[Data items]
++++++++

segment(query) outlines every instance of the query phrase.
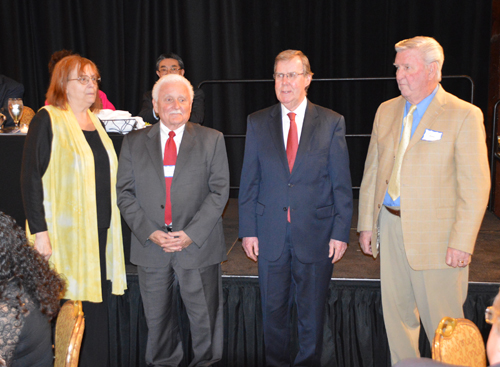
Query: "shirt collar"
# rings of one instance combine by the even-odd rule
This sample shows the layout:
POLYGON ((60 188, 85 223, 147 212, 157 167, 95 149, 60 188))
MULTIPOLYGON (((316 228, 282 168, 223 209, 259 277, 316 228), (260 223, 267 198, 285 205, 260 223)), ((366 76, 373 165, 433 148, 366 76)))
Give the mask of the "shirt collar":
POLYGON ((160 130, 163 134, 167 135, 168 136, 168 133, 170 131, 173 131, 175 132, 175 135, 182 135, 184 133, 184 129, 186 128, 186 124, 182 125, 181 127, 179 127, 178 129, 176 130, 170 130, 168 127, 165 126, 165 124, 161 121, 158 121, 158 124, 160 124, 160 130))
POLYGON ((304 100, 299 104, 299 107, 295 109, 295 111, 290 111, 288 108, 286 108, 283 103, 281 103, 281 115, 286 116, 290 112, 295 113, 297 116, 303 116, 306 114, 306 107, 307 107, 307 97, 304 98, 304 100))
MULTIPOLYGON (((429 94, 427 97, 425 97, 423 100, 421 100, 419 103, 417 103, 417 109, 416 112, 418 113, 419 116, 423 116, 425 111, 427 111, 427 107, 431 104, 432 100, 434 99, 434 96, 436 95, 437 91, 439 89, 439 84, 434 88, 431 94, 429 94)), ((406 101, 405 105, 405 116, 408 114, 408 111, 410 110, 411 103, 406 101)))

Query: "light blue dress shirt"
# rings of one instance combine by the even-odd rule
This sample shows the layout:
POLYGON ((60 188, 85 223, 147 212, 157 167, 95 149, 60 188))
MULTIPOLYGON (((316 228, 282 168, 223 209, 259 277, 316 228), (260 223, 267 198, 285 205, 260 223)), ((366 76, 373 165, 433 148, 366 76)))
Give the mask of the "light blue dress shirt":
MULTIPOLYGON (((429 105, 431 104, 431 101, 434 98, 434 96, 436 95, 438 89, 439 89, 439 85, 432 91, 431 94, 429 94, 422 101, 420 101, 419 104, 417 104, 417 108, 413 112, 413 123, 411 125, 411 137, 413 137, 413 134, 415 133, 415 130, 417 129, 418 124, 420 123, 420 120, 424 116, 425 111, 427 111, 427 107, 429 107, 429 105)), ((410 107, 411 107, 411 103, 406 101, 404 117, 406 117, 406 115, 408 114, 410 107)), ((403 119, 404 119, 404 117, 403 117, 403 119)), ((403 136, 403 121, 401 121, 401 135, 399 136, 399 140, 401 140, 401 136, 403 136)), ((400 206, 400 203, 401 203, 400 197, 398 197, 396 200, 392 200, 389 193, 387 191, 385 192, 385 197, 384 197, 384 205, 385 206, 400 206)))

++++++++

#### What the task asks
With the images excluded, all entries are to be given again exactly.

#### Completed task
segment(query) outlines every instance of the query phrase.
Query: "shirt collar"
# rings of one instance combine by the even-odd rule
This sample shows the layout:
POLYGON ((60 188, 85 223, 147 212, 157 167, 95 149, 60 188))
MULTIPOLYGON (((316 228, 282 168, 223 209, 259 277, 316 228), (260 223, 267 198, 285 205, 260 223)), ((366 76, 373 165, 433 148, 366 76)))
Give the mask of the "shirt collar":
POLYGON ((160 130, 163 134, 167 135, 168 136, 168 133, 170 131, 173 131, 175 132, 175 135, 182 135, 184 133, 184 129, 186 128, 186 124, 182 125, 181 127, 179 127, 178 129, 176 130, 170 130, 168 127, 165 126, 165 124, 161 121, 158 121, 158 124, 160 124, 160 130))
POLYGON ((304 100, 299 104, 299 107, 295 109, 295 111, 290 111, 288 108, 286 108, 283 103, 281 103, 281 115, 286 116, 290 112, 295 113, 297 116, 303 116, 306 114, 306 107, 307 107, 307 97, 304 98, 304 100))
MULTIPOLYGON (((429 94, 427 97, 425 97, 423 100, 421 100, 419 103, 417 103, 417 109, 416 112, 418 113, 419 116, 423 116, 425 111, 427 111, 427 107, 431 104, 432 100, 434 99, 434 96, 436 95, 437 91, 439 89, 439 84, 434 88, 431 94, 429 94)), ((406 101, 405 105, 405 116, 408 114, 408 111, 410 110, 411 103, 406 101)))

Query: "light blue dress shirt"
# rings of one instance combine by the even-odd rule
This sample shows the layout:
POLYGON ((60 188, 85 223, 147 212, 157 167, 95 149, 60 188))
MULTIPOLYGON (((316 228, 282 168, 223 209, 259 277, 316 228), (260 223, 267 198, 285 205, 260 223)), ((366 76, 373 165, 433 148, 366 76)))
Give the mask of the "light blue dress shirt":
MULTIPOLYGON (((429 105, 431 104, 431 101, 434 98, 434 96, 436 95, 438 89, 439 89, 439 85, 432 91, 431 94, 429 94, 422 101, 420 101, 419 104, 417 104, 417 108, 413 112, 413 123, 411 125, 411 137, 413 137, 413 134, 415 133, 415 130, 417 129, 418 124, 420 123, 420 120, 424 116, 425 111, 427 111, 427 107, 429 107, 429 105)), ((410 107, 411 107, 411 103, 406 101, 404 117, 406 117, 406 115, 408 114, 410 107)), ((403 119, 404 119, 404 117, 403 117, 403 119)), ((403 136, 403 121, 401 121, 401 135, 399 136, 399 140, 401 140, 401 136, 403 136)), ((400 206, 400 203, 401 203, 400 197, 398 197, 396 200, 392 200, 389 193, 387 191, 385 192, 385 197, 384 197, 384 205, 385 206, 400 206)))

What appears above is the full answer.